## What to produce
Rescale the entries from the line containing "of the goat" through the end of the entries, both ends included. Reproduce every one of these lines, requests included, multiply each point coordinate in the answers by 0.9, round it to a whole number with halves rounded up, and leave the numbers in the requests unchanged.

■ ■ ■ ■

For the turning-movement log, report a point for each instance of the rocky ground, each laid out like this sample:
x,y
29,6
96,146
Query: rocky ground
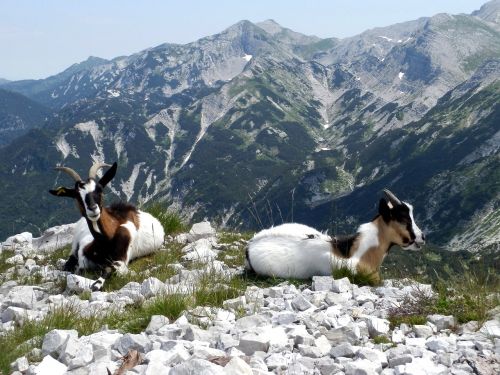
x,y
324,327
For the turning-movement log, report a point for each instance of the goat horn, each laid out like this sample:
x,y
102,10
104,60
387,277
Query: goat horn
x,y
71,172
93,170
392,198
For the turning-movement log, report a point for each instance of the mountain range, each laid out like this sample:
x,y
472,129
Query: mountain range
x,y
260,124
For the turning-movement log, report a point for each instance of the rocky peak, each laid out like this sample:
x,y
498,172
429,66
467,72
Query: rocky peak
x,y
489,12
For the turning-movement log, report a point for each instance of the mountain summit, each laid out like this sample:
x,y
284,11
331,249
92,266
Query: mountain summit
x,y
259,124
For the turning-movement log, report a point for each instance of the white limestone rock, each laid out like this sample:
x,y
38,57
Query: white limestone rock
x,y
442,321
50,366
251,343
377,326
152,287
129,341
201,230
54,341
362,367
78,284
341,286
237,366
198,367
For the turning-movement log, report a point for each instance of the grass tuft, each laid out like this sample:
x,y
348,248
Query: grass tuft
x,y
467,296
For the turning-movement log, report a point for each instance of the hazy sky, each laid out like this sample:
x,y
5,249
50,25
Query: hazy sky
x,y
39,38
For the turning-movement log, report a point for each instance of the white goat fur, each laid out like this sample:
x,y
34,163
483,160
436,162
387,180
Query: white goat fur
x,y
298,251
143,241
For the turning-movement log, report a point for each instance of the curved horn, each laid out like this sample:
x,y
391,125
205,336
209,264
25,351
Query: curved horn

■ ■ ■ ■

## Output for this exercise
For the turning-movement log, report a point for each instance of the goat horn, each laid out like this sample:
x,y
102,10
104,60
387,277
Query: goat horn
x,y
64,155
84,153
353,178
For the turning-movement log, report a point for each instance of the mountain range, each laid out like this sample:
x,y
472,129
Query: mountain range
x,y
234,112
For the turning-movement log, report a point for each instance of the rocky peak, each laid out like this sample:
x,y
498,172
429,66
467,72
Query: rocky peak
x,y
440,11
For the turning-movement log, report a point for each instance of the mountain summit, each laid out like this sample:
x,y
284,11
331,249
92,266
Query: mountain summit
x,y
233,112
For the turning-movement log, report a point for each instance of the white limestone rock, each laid out like this sample:
x,y
38,57
Query: white limestone rock
x,y
398,289
45,329
226,309
339,293
137,258
116,307
181,207
49,307
326,330
70,256
307,257
213,329
178,330
For the turning-movement log, report a point for each instance of the grass tuft, each laid out like this sample:
x,y
348,248
Query: grass tuft
x,y
420,266
For the turning-movement log, report a point for each instance of the hazy sky, each laid out like this sample:
x,y
5,249
50,25
Query: hazy sky
x,y
35,34
For the turning-movement log, report a point for each instance of the white goat fur, each laid out like this sample:
x,y
34,163
483,160
436,162
387,180
Query: white goat fur
x,y
268,226
129,217
For the turning-movement log, report a point for each instance of the curved horn, each laid out like this sample:
x,y
391,125
205,336
209,264
25,351
Query: curved horn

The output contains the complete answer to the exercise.